■ **Text passage**
I remember almost a year ago at the winter meetings when the Marlins were the belles of the ball. They knew they were about to open a brand new stadium, and they were ready to spend. Though they didn't get Albert Pujols, they did sign Heath Bell, Mark Buehrle and Jose Reyes, and that Reyes signing was the first sign of trouble.

The problem wasn't that they signed Reyes, it's that they didn't tell Hanley Ramirez, their in-house star shortstop, that they were planning to sign another All-Star and move him to third base. As a manager, you have to do a better job of managing your stars and make them aware if you are going to move them around, and that showed us right away that Ozzie was not on the same page as Ramirez. To his credit, Ramirez showed up at spring training saying all the right things, but the damage was done.

Then, of course, were Ozzie's infamous remarks about Fidel Castro that antagonized Miami's sizable Cuban-American community and earned him an early-season suspension. The Marlins should have fired him then, but he showed remorse and they had just given him a four-year contract, so they decided to let him stay. The nightmare season was just getting worse, and one has to wonder if Ozzie's comments played a role in the Marlins playing in front of a half-empty stadium all year.

The most remarkable aspect of this situation is that the Marlins were part of a Showtime documentary, so we could all watch their dysfunction on TV. I remember when GM Larry Beinfest went into Ozzie's office to tell him that he had traded Omar Infante and Anibal Sanchez for Jacob Turner, Rob Brantly and Brian Flynn, and Ozzie said, "Who's going to play second tonight?"

"Bonifacio," replied Beinfest.

For a manager to be completely unaware of a major trade like that just goes to show how disconnected Ozzie was in Miami. That was another huge red flag.

Even when the Marlins were playing well in May, their front office knew it was smoke and mirrors. Ramirez was still not back to an All-Star level, Bell had turned people off by coming in with a big attitude and not performing, and Gaby Sanchez ended up being sent to Triple-A a year after making the All-Star team.

■ **To be done**
a - Repeat the passage about the Marlins word for word, starting at "For a manager" and ending at "the All-Star team.".
b - Write what comes next in the passage about the Marlins' troubled season, picking up right after its last sentence.

[Entries from a pointing dataset]
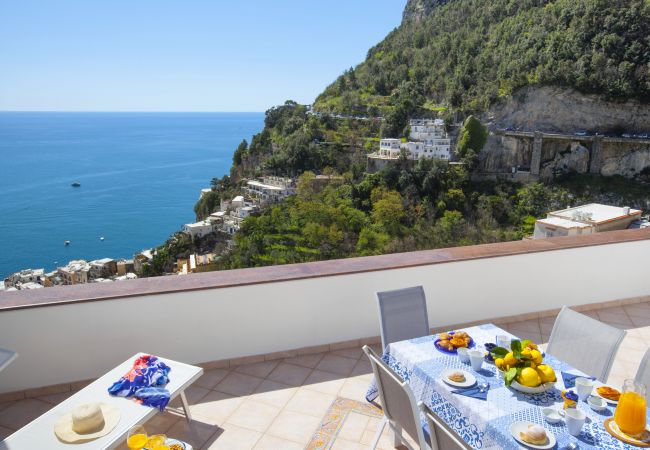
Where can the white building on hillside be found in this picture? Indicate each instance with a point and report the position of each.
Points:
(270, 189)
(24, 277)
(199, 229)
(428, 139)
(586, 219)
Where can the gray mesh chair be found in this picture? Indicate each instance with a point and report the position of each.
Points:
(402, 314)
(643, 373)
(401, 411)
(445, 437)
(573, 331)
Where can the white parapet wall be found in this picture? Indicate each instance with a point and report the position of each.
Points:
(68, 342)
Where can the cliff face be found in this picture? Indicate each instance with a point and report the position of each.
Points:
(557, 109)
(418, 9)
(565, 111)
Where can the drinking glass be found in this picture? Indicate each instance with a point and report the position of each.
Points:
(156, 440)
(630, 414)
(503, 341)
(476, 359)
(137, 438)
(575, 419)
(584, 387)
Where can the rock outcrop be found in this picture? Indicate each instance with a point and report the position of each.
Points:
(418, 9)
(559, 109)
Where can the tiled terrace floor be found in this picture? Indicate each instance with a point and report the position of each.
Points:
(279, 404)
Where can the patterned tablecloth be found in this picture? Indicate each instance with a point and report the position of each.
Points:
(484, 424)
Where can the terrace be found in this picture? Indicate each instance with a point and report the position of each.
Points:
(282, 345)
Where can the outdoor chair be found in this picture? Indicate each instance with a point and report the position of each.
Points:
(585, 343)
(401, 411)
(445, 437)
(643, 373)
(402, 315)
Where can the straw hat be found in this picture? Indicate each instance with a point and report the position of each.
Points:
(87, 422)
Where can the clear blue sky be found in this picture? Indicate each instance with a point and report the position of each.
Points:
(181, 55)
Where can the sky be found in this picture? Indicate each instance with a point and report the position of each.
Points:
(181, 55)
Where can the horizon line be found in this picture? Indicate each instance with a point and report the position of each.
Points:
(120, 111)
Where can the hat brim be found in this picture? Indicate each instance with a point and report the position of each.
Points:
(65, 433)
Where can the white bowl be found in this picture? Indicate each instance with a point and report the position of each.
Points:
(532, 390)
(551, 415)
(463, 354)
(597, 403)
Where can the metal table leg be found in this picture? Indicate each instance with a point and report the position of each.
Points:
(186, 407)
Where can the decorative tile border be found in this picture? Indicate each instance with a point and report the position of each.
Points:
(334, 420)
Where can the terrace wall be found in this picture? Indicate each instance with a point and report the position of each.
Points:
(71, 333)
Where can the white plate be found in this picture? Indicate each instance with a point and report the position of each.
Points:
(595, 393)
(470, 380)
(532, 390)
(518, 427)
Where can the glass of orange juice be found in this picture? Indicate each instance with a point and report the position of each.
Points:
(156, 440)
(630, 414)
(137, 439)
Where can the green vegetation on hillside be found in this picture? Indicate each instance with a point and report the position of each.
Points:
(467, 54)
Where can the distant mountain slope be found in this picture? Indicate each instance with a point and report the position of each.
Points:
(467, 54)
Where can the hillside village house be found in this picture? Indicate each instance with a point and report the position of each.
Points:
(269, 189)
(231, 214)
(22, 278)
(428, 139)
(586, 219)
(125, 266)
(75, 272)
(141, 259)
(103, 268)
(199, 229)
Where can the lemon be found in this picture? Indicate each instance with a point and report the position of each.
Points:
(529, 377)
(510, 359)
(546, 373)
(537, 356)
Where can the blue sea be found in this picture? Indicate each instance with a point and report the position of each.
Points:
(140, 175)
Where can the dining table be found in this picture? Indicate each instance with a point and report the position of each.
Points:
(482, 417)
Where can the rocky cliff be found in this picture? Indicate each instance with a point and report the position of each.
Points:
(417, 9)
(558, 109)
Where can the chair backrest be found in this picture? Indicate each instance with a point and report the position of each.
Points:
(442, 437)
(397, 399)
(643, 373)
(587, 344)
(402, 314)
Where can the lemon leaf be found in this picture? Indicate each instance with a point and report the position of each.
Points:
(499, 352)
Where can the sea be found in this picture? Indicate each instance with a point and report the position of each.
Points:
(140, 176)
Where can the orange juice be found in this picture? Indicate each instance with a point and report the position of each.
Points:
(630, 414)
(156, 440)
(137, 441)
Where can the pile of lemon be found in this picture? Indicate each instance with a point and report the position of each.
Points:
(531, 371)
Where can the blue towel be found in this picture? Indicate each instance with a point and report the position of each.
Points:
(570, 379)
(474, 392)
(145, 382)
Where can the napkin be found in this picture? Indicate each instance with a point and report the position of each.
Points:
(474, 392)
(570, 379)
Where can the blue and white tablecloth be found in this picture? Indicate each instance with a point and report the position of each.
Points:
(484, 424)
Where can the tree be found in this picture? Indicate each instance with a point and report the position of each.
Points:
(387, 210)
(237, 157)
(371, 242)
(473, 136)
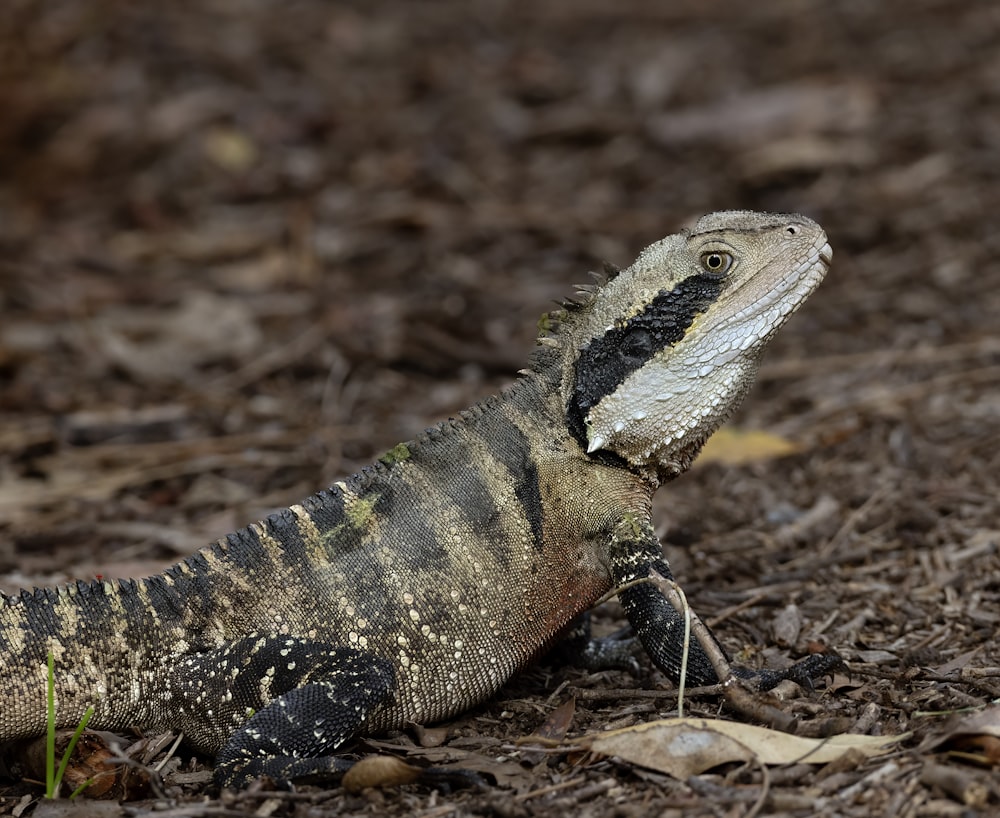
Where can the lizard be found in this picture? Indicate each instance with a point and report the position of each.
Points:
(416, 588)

■ **Exercise responses**
a -
For a manager to be completely unaware of a major trade like that just goes to show how disconnected Ozzie was in Miami. That was another huge red flag.

Even when the Marlins were playing well in May, their front office knew it was smoke and mirrors. Ramirez was still not back to an All-Star level, Bell had turned people off by coming in with a big attitude and not performing, and Gaby Sanchez ended up being sent to Triple-A a year after making the All-Star team.

b -
After reaching a high-water mark of 31-23 on June 3, the Fish slumped badly over the next six weeks and were 44-51 when they made the Sanchez/Infante deal, and they then sent Ramirez to the Los Angeles Dodgers just two days later, sending a signal to the baseball world that they were giving up on 2012. (The Ramirez trade was particularly egregious since they sold him for 25 cents on the dollar, and probably could have gotten a lot more had they waited until the winter to make a deal.)

The front office was making it clear that they wanted to get rid of any problems, and they traded Sanchez to the Pirates at the trade deadline, and then sent Heath Bell to Arizona just a few days ago. Everyone knew Ozzie was next, but owner Jeffrey Loria, in his unique style, decided to go on a European vacation and let Ozzie twist in the wind.

I respect Ozzie and all the success in Chicago, but his act wore thin there, and you can see the team was revitalized under Robin Ventura this year. The Marlins had no cohesiveness under Ozzie, and he made further mockery of their season when he ended a long Twitter hiatus in September because he was "bored." That's not a message you want to send to your boss.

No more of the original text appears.